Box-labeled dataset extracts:
·····

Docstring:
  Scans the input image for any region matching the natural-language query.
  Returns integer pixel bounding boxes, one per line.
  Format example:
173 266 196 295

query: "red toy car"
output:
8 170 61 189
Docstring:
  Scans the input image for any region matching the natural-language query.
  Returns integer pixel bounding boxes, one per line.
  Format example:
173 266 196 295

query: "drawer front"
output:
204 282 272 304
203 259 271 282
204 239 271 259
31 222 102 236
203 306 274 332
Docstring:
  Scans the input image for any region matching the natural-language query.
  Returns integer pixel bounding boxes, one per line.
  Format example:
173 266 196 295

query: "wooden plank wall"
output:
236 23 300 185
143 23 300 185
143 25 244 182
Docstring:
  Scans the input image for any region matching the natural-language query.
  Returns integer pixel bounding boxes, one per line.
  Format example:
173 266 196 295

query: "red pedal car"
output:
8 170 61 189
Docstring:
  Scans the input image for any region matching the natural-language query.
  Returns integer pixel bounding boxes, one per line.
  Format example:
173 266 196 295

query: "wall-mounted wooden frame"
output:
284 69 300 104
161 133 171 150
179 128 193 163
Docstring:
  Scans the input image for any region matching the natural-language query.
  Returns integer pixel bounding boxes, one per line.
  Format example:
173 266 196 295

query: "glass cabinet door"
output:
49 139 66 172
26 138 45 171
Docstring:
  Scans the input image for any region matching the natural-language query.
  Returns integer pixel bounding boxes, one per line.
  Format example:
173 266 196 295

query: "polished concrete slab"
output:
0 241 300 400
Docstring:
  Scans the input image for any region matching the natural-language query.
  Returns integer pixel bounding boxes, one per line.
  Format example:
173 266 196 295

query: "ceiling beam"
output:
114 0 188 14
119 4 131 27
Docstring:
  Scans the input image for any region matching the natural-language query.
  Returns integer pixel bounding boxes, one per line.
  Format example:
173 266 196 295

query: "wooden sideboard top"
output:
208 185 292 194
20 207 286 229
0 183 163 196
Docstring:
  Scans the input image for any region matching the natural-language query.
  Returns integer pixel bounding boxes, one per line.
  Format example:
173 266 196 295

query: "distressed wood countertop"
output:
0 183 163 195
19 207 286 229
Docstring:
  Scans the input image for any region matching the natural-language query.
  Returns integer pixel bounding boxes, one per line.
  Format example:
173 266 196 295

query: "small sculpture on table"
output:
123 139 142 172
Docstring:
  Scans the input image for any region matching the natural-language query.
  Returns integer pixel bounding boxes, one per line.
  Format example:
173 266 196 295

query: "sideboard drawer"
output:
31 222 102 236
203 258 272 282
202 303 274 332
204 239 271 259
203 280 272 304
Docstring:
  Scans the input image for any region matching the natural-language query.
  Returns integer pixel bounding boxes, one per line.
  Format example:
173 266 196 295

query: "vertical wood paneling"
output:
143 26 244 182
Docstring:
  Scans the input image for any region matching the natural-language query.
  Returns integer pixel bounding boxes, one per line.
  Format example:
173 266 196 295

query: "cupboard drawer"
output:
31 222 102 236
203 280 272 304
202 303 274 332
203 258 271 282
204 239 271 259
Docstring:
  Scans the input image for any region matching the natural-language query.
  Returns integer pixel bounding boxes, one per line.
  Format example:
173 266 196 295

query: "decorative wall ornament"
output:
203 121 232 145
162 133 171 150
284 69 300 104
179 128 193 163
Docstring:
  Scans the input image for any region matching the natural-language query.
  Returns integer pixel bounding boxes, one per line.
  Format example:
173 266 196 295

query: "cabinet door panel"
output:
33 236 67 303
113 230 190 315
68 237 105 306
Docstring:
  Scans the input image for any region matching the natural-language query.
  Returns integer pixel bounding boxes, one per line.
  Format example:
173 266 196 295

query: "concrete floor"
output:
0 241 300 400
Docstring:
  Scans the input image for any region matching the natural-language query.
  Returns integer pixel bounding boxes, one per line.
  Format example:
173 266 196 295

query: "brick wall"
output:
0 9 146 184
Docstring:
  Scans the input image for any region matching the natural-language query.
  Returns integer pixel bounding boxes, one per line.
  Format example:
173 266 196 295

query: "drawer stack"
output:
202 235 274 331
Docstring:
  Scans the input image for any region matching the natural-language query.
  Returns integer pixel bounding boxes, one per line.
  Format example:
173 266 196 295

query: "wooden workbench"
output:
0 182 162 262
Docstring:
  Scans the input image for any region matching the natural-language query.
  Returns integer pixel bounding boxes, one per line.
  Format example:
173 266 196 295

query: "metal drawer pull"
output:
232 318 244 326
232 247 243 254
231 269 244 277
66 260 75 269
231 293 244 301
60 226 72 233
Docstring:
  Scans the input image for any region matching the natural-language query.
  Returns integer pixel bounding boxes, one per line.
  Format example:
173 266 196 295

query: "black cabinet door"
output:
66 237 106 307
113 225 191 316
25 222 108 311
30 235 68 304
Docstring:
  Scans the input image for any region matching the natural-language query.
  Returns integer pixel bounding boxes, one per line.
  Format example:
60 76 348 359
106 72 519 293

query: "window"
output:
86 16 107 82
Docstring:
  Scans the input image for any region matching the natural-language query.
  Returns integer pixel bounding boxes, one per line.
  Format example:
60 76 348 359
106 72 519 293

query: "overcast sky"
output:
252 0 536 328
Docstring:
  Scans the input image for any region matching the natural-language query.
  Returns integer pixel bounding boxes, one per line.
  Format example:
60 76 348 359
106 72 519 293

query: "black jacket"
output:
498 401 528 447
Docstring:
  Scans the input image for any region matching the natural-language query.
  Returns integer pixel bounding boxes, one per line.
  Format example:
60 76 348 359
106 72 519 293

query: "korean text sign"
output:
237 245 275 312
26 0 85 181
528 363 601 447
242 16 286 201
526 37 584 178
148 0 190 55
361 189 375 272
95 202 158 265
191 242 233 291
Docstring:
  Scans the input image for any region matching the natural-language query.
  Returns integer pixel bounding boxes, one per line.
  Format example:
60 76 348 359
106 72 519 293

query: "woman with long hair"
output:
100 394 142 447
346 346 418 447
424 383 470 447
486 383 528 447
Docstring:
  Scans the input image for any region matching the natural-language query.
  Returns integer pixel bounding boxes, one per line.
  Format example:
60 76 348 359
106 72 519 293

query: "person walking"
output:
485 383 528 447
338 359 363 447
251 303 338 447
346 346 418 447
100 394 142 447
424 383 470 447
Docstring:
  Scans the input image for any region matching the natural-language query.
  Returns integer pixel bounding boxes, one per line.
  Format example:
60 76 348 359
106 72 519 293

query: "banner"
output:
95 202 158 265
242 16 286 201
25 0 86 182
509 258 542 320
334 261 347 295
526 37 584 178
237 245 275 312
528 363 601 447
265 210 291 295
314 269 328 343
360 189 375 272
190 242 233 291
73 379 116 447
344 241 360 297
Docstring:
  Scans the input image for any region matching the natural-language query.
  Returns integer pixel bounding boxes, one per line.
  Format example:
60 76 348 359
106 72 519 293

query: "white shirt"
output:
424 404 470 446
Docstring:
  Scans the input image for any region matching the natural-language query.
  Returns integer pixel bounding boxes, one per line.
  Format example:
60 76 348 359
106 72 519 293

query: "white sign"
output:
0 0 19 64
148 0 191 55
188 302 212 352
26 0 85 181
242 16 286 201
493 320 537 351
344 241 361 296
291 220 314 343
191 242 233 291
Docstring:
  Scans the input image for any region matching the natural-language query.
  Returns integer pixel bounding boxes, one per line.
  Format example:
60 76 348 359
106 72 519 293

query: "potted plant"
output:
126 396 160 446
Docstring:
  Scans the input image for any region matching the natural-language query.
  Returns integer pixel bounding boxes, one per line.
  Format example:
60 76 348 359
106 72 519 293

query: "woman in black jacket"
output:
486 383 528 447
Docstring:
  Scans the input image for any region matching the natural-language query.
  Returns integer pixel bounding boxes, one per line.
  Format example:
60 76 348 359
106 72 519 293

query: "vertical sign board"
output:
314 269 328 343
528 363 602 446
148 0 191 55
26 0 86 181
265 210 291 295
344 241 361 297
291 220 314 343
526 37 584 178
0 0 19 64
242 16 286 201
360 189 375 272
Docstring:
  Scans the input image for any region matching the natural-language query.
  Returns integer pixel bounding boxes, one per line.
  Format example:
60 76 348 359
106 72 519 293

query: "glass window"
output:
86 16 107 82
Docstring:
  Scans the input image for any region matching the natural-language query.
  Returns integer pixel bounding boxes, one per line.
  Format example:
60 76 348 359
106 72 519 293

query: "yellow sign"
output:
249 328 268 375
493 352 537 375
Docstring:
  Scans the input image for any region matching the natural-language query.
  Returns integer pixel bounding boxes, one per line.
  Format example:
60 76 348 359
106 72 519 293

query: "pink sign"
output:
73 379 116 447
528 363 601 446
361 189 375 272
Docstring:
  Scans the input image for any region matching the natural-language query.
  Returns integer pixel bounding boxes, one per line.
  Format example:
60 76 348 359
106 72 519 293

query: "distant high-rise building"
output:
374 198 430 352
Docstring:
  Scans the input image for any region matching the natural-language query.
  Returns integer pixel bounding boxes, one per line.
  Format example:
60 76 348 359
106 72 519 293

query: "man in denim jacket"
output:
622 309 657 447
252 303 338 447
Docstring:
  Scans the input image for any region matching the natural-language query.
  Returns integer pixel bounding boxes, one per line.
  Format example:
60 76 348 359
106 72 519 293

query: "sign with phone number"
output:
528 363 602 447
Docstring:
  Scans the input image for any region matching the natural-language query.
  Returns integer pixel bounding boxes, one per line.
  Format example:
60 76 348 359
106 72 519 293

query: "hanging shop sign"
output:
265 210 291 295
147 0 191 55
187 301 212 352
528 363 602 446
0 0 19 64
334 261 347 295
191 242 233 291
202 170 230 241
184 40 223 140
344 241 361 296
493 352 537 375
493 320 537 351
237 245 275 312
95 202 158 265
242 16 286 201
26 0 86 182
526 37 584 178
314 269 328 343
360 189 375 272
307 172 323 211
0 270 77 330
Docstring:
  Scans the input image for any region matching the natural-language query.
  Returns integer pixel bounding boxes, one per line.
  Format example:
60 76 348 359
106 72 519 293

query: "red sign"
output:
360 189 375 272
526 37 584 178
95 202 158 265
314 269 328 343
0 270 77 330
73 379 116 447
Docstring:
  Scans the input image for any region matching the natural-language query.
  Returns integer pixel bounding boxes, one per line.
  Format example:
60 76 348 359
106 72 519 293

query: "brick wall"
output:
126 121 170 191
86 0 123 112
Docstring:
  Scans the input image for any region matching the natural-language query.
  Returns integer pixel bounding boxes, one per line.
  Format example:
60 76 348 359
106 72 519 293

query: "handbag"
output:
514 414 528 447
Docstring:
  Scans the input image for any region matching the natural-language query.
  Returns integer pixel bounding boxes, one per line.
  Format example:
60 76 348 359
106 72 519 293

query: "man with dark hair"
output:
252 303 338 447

·····

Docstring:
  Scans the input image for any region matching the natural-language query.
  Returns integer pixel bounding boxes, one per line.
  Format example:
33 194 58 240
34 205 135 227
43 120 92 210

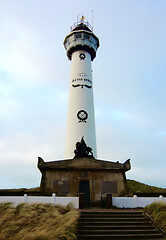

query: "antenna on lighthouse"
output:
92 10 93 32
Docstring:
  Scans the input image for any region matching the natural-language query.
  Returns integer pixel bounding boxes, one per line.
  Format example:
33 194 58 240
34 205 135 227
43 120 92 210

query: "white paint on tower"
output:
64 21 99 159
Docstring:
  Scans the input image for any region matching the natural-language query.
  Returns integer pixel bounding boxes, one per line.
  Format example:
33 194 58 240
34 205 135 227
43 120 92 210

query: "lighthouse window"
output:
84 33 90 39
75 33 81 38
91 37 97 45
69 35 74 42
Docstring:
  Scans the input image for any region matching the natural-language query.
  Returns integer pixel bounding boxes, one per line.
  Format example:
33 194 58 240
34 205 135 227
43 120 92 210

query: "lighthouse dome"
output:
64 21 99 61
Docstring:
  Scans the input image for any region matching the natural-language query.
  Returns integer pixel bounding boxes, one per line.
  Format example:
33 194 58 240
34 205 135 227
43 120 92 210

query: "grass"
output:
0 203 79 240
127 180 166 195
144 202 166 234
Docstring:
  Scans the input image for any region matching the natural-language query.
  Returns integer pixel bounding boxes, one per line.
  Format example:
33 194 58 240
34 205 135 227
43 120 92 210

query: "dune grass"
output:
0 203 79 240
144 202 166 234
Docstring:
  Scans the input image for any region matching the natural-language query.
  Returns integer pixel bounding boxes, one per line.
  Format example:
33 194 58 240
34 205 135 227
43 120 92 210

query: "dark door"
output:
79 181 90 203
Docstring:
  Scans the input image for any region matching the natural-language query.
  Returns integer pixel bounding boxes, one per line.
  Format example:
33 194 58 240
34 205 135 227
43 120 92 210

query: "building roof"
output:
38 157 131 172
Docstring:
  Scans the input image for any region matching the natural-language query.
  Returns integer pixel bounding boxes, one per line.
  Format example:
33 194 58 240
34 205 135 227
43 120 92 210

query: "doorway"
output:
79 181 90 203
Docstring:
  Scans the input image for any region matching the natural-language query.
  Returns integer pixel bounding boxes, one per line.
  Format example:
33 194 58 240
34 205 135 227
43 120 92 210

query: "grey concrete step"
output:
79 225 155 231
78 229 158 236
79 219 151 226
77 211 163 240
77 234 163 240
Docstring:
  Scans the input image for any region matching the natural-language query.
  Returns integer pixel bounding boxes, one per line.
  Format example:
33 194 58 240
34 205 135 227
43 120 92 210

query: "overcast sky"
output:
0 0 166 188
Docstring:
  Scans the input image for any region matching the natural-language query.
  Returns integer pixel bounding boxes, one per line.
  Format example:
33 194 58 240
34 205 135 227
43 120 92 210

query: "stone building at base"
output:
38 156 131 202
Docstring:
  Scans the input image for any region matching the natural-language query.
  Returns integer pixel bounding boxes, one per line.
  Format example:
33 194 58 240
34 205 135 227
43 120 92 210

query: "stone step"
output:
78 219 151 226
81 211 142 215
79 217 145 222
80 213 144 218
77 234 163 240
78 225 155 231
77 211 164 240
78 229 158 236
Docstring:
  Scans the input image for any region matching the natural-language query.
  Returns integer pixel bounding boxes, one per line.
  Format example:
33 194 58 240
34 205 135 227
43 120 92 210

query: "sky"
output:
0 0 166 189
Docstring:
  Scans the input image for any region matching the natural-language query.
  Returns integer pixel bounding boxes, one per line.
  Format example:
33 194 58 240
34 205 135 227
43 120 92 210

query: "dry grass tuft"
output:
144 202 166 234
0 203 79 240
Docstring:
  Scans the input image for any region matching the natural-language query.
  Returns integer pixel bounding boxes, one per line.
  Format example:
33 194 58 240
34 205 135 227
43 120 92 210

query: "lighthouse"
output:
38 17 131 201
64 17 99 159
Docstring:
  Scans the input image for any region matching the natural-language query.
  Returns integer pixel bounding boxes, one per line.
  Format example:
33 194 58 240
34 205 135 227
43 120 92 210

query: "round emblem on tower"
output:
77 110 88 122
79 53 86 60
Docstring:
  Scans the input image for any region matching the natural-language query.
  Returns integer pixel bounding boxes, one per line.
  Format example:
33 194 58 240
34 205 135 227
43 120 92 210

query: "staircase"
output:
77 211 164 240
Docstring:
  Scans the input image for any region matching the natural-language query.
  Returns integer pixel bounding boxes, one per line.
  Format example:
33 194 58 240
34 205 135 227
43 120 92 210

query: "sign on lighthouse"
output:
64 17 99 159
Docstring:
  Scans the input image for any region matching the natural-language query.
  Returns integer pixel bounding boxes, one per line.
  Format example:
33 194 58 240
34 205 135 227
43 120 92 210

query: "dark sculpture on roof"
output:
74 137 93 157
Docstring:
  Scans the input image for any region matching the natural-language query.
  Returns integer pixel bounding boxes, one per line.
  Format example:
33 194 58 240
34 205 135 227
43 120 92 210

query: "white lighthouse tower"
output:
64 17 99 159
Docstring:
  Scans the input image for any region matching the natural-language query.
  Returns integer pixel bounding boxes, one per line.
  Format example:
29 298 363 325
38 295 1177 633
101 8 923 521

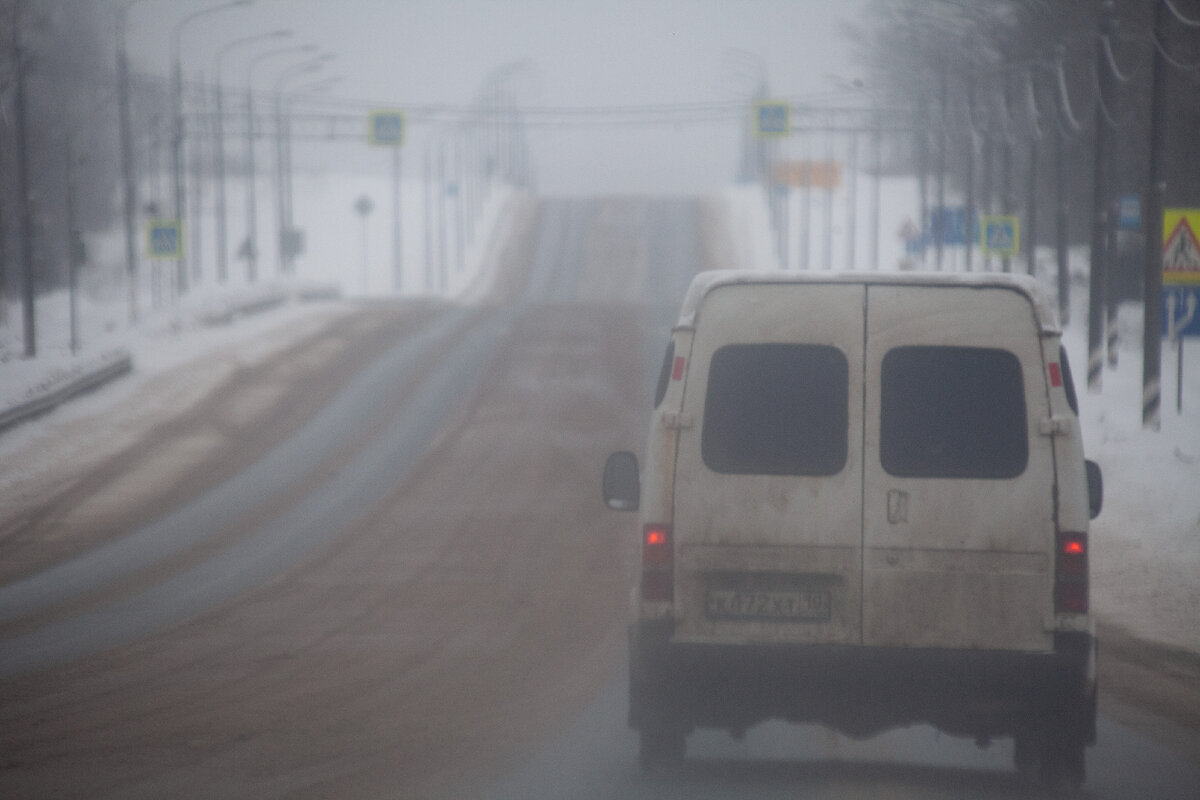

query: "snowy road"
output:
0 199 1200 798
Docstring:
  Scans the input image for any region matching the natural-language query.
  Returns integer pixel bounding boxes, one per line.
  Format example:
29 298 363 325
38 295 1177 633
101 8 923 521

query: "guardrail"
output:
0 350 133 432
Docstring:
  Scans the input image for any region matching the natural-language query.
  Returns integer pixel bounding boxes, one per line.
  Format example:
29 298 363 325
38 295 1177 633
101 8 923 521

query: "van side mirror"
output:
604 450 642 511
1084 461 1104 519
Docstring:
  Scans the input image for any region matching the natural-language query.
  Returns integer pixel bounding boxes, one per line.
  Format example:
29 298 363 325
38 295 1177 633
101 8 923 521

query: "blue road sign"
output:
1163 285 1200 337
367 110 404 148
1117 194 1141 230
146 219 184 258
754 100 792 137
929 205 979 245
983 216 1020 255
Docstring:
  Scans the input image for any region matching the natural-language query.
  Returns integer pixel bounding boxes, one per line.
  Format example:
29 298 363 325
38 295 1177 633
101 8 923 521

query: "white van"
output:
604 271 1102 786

·····

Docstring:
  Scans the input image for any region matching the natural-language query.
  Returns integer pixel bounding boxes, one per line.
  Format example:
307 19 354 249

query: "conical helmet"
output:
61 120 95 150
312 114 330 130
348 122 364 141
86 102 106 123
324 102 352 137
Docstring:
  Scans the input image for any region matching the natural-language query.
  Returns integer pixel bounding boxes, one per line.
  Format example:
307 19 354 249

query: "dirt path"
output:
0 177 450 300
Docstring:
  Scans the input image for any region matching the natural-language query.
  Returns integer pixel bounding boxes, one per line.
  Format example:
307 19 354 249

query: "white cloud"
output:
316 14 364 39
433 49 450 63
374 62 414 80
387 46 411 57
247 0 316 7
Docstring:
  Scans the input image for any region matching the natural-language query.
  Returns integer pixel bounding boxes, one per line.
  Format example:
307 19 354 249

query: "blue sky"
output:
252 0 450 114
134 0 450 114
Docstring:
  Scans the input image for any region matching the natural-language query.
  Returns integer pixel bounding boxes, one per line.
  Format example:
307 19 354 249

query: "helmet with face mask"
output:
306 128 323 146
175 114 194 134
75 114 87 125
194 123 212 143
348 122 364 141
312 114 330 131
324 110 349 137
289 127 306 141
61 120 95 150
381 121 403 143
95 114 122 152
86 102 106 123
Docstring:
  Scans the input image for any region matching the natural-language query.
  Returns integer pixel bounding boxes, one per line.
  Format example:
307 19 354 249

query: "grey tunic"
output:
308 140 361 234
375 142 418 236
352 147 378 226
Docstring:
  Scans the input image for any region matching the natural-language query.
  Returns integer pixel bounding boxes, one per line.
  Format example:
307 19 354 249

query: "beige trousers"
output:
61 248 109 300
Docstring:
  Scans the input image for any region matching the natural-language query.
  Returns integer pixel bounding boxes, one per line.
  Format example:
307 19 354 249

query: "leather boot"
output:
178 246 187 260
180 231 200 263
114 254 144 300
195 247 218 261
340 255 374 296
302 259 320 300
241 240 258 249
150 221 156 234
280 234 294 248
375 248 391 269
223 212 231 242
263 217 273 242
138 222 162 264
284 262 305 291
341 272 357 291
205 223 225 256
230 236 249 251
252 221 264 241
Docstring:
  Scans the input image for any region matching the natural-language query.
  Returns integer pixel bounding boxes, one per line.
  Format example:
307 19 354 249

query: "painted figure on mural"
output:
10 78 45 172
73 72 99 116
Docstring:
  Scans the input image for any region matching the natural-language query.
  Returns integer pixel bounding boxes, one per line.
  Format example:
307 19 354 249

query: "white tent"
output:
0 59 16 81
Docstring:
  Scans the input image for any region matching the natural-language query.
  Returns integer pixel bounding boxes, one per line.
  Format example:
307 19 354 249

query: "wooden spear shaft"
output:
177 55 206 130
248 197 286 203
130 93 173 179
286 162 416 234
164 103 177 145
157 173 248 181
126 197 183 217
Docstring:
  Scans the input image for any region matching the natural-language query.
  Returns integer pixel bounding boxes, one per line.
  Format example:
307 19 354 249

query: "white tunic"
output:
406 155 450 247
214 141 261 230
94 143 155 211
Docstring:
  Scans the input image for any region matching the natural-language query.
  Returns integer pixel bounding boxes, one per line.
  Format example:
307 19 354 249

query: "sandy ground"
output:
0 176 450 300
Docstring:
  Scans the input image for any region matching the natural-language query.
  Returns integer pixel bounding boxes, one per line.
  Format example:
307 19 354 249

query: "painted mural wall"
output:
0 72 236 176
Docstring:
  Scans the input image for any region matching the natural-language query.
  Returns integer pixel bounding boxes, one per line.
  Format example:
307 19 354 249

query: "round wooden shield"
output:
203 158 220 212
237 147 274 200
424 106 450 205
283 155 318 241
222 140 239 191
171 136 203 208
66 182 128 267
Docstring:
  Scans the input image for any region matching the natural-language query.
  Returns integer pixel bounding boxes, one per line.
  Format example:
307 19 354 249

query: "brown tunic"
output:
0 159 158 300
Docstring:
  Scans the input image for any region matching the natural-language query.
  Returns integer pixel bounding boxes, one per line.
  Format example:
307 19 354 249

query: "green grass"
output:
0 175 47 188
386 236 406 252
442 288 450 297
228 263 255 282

·····

**WORK TO DO**. Pull out every line of the material above that contains the word "hair", and list those lines.

**EXERCISE ANSWER**.
query: "woman with long hair"
query: "man with dark hair"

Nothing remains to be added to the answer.